§ Consigne 1
D'après la décision, à quelle date le plaidoyer de culpabilité a-t-il été enregistré devant le Tribunal ?

§ Document
=======
C A N A D A Cour du Québec
Province de Québec (Chambre criminelle)
District de Beauce
No. 350-01-000454-949 VILLE DE ST-JOSEPH-DE-BEAUCE, le 25 juillet 1996
SOUS LA PRÉSIDENCE DE :
L'Honorable HUBERT COUTURE
Me Martin Chabot,
Avocat de la plaignante-intimée
Me Yves Provost,
Avocat de l'accusée-requérante
LA REINE,
Plaignante-INTIMÉE,
c.
LAURIE LAVALLÉE,
Accusée-REQUÉRANTE.
DÉCISION SUR REQUÊTE
POUR RETRAIT DE PLAIDOYER DE CULPABILITÉ
Le Tribunal statue sur une requête en vue du retrait d'un plaidoyer de culpabilité
enregistré devant lui le 25 mars 1996, à une accusation d'avoir frustré Mariette Pagé
Boily d'une somme de plus de 1 000,00 $ entre le 10 juillet 1992 et le ler janvier 1993, à St-Georges, district de Beauce, selon l'article 380 (1) (a) du Code criminel.
La requérante a alors bénéficié de la communication de la preuve.
=======
§ Données d'entrée

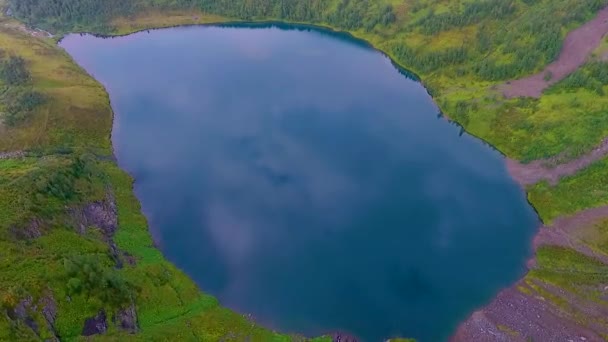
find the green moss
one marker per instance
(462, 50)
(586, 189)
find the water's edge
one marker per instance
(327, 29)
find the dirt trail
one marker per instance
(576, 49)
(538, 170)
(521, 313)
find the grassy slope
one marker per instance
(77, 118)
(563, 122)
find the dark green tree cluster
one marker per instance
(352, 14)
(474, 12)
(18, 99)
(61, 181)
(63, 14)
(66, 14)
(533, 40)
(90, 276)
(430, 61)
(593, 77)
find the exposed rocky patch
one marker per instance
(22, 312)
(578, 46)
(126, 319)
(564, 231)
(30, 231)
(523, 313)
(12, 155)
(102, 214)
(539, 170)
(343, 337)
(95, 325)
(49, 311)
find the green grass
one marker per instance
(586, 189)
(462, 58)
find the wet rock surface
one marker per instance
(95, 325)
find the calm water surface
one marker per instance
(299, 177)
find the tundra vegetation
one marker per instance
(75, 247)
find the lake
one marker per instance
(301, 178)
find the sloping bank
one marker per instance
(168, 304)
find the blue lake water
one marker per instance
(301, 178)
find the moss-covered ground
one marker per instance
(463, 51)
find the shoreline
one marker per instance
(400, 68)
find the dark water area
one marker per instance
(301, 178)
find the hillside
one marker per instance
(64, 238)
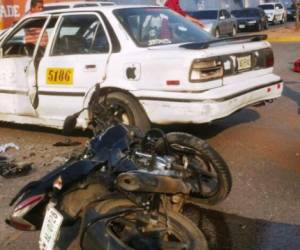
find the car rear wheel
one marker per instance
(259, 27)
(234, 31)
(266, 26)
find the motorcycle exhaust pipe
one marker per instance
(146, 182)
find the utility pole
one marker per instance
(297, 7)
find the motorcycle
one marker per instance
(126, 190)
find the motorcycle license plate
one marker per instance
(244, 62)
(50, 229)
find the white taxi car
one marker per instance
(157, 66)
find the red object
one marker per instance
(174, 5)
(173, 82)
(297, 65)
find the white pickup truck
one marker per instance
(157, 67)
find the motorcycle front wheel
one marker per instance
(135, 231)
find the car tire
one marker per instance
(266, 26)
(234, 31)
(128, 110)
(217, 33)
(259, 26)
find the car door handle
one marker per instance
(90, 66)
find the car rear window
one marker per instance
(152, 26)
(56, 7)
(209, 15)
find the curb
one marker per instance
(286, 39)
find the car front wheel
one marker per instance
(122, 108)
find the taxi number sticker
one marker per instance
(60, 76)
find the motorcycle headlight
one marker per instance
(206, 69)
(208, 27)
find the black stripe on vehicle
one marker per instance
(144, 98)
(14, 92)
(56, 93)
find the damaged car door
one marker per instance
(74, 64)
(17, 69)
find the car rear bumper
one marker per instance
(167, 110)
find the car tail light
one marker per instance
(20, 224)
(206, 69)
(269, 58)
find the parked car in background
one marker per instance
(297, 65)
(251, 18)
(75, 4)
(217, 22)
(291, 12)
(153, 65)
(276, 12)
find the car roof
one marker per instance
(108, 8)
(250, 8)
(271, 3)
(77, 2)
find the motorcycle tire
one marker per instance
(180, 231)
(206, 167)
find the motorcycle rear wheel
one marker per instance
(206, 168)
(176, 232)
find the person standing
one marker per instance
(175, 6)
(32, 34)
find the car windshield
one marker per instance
=======
§ Consigne 2
Redimensionnez les entrées à partir de la ligne qui contient « find the red object » jusqu'à la fin de celles-ci, bornes comprises. Recopiez chaque ligne, y compris celles sans coordonnées, en multipliant les coordonnées des réponses par 2,1 et en les arrondissant à l'entier, les demis vers le haut.

§ Réponse attendue 1
Le 25 mars 1996.

§ Réponse attendue 2
find the red object
one marker per instance
(365, 11)
(363, 172)
(624, 137)
find the white pickup truck
one marker per instance
(330, 141)
find the motorcycle front wheel
one marker per instance
(284, 485)
find the car tire
one marker per instance
(559, 55)
(491, 65)
(269, 231)
(456, 69)
(544, 55)
find the car door handle
one marker per instance
(189, 139)
find the car rear window
one marker per instance
(319, 55)
(118, 15)
(439, 32)
find the curb
one marker per instance
(601, 82)
find the car front wheel
one marker per instance
(256, 227)
find the taxi number sticker
one marker per instance
(126, 160)
find the motorcycle headlight
one marker per instance
(433, 145)
(437, 57)
find the black stripe on vehicle
one marker per instance
(302, 206)
(29, 193)
(118, 195)
find the damaged car door
one marker per instance
(155, 134)
(36, 145)
find the car rear bumper
one marker per instance
(351, 231)
find the car tail light
one marker per instance
(42, 470)
(433, 145)
(565, 122)
find the parked car in background
one marker per instance
(624, 137)
(527, 38)
(158, 8)
(456, 46)
(611, 25)
(321, 137)
(580, 25)
find the car roof
one marker per instance
(227, 17)
(525, 17)
(569, 6)
(162, 4)
find the motorcycle tire
one marker per instance
(378, 485)
(433, 351)
find the motorcycle rear wheel
one marker per instance
(433, 353)
(370, 487)
find the person standing
one marker per instance
(368, 13)
(67, 71)
find the car windshield
one marker per instance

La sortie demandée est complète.